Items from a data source
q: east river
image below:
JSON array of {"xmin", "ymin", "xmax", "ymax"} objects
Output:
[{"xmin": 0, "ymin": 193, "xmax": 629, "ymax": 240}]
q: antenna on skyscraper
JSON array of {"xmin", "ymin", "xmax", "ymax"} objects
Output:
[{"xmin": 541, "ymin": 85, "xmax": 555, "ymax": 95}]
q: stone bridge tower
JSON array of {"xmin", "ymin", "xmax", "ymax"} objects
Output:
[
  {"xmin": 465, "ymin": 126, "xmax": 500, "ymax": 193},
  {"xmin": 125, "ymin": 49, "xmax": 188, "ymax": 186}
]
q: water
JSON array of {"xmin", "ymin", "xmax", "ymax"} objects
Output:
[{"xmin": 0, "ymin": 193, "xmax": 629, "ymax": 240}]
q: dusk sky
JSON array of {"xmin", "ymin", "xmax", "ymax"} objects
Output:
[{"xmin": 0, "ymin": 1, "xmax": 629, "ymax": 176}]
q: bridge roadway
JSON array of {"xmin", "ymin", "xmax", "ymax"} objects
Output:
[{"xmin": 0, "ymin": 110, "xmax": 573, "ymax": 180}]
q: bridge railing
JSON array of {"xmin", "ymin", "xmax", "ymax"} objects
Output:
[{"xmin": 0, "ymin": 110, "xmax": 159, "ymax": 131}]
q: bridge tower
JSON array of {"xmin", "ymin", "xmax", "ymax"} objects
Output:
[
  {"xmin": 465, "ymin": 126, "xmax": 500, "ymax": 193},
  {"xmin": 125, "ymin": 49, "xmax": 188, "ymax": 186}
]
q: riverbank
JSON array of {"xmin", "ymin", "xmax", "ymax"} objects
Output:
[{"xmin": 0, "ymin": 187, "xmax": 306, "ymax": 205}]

Task description:
Can you turn every line of the records above into a Markdown table with two columns, Row and Line, one numbered row per line, leaving out blank lines?

Worked solution:
| Row | Line |
|---|---|
| 1 | q: east river |
| 2 | image below: |
| 3 | JSON array of {"xmin", "ymin", "xmax", "ymax"} objects |
| 4 | Output: |
| 5 | [{"xmin": 0, "ymin": 193, "xmax": 629, "ymax": 240}] |
| 6 | q: antenna on skyscraper |
| 7 | JSON array of {"xmin", "ymin", "xmax", "ymax"} objects |
| 8 | Output: |
| 9 | [{"xmin": 541, "ymin": 85, "xmax": 555, "ymax": 95}] |
| 10 | q: stone bridge tower |
| 11 | JSON array of {"xmin", "ymin", "xmax", "ymax"} objects |
| 12 | Output: |
| 13 | [ |
| 14 |   {"xmin": 465, "ymin": 126, "xmax": 500, "ymax": 193}, |
| 15 |   {"xmin": 125, "ymin": 49, "xmax": 188, "ymax": 186} |
| 16 | ] |
| 17 | q: water |
| 18 | JSON array of {"xmin", "ymin", "xmax", "ymax"} objects |
| 19 | Output: |
| 20 | [{"xmin": 0, "ymin": 193, "xmax": 629, "ymax": 240}] |
| 21 | q: dusk sky |
| 22 | JSON array of {"xmin", "ymin", "xmax", "ymax"} objects |
| 23 | Output: |
| 24 | [{"xmin": 0, "ymin": 1, "xmax": 629, "ymax": 176}] |
| 25 | q: bridge roadway |
| 26 | JSON array of {"xmin", "ymin", "xmax", "ymax"} objects |
| 27 | Output: |
| 28 | [{"xmin": 0, "ymin": 110, "xmax": 573, "ymax": 180}] |
| 29 | q: bridge railing |
| 30 | JSON array of {"xmin", "ymin", "xmax", "ymax"} objects |
| 31 | Output: |
| 32 | [{"xmin": 0, "ymin": 110, "xmax": 159, "ymax": 131}] |
| 33 | q: bridge tower |
| 34 | JSON array of {"xmin", "ymin", "xmax", "ymax"} objects |
| 35 | Output: |
| 36 | [ |
| 37 |   {"xmin": 465, "ymin": 126, "xmax": 500, "ymax": 193}, |
| 38 |   {"xmin": 125, "ymin": 49, "xmax": 188, "ymax": 186} |
| 39 | ] |
| 40 | q: riverbank |
| 41 | JSON array of {"xmin", "ymin", "xmax", "ymax"} objects |
| 42 | Output: |
| 43 | [{"xmin": 0, "ymin": 187, "xmax": 306, "ymax": 205}] |